■ **Assigned task**
The reply should hold only the lines below from the one with "the white wall" to the end, each copied exactly.
Dataset entries Block Start
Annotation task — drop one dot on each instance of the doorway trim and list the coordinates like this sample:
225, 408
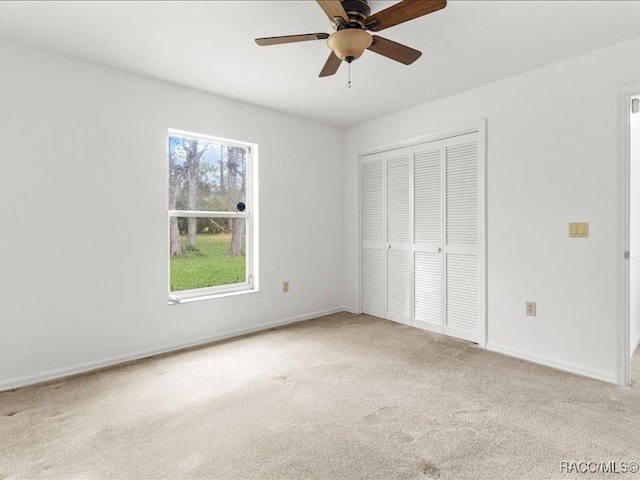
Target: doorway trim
623, 360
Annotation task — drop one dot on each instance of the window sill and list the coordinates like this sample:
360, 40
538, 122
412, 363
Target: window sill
211, 296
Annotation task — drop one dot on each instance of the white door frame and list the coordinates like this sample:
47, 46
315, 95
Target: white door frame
479, 126
623, 359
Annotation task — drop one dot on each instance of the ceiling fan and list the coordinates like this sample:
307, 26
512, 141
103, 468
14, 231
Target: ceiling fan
351, 19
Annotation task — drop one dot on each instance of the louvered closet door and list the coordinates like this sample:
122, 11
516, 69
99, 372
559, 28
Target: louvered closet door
428, 236
461, 248
373, 237
399, 245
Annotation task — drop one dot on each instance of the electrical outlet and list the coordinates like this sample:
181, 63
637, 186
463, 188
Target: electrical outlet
531, 309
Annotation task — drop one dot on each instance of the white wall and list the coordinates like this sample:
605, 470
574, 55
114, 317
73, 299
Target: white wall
83, 196
634, 229
551, 159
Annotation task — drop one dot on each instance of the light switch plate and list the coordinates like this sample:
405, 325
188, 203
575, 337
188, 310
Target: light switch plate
578, 229
531, 309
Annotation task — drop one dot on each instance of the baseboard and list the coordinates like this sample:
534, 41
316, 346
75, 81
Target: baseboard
554, 363
55, 374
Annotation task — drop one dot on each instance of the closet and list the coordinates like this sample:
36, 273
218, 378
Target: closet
Dataset entries Block End
■ **Exercise output**
Annotation task — drop one dot on each instance of the white wall and list the coordinates like this sample:
605, 470
574, 55
114, 317
73, 299
Target: white wall
83, 196
634, 229
551, 159
Annotation task — drop one dot on each instance of the light switch plate and list the coordinates like this sample:
405, 325
188, 203
575, 337
188, 310
Target: light switch plate
578, 229
531, 309
Annotation task — drop one dot on each instance of the baseboard and list the coordinates like this sample:
534, 41
316, 346
75, 81
Target: baseboard
554, 363
55, 374
Annotation task — drop one dot on each instance of the closet and list the coordinates like this sample:
36, 273
218, 378
Target: closet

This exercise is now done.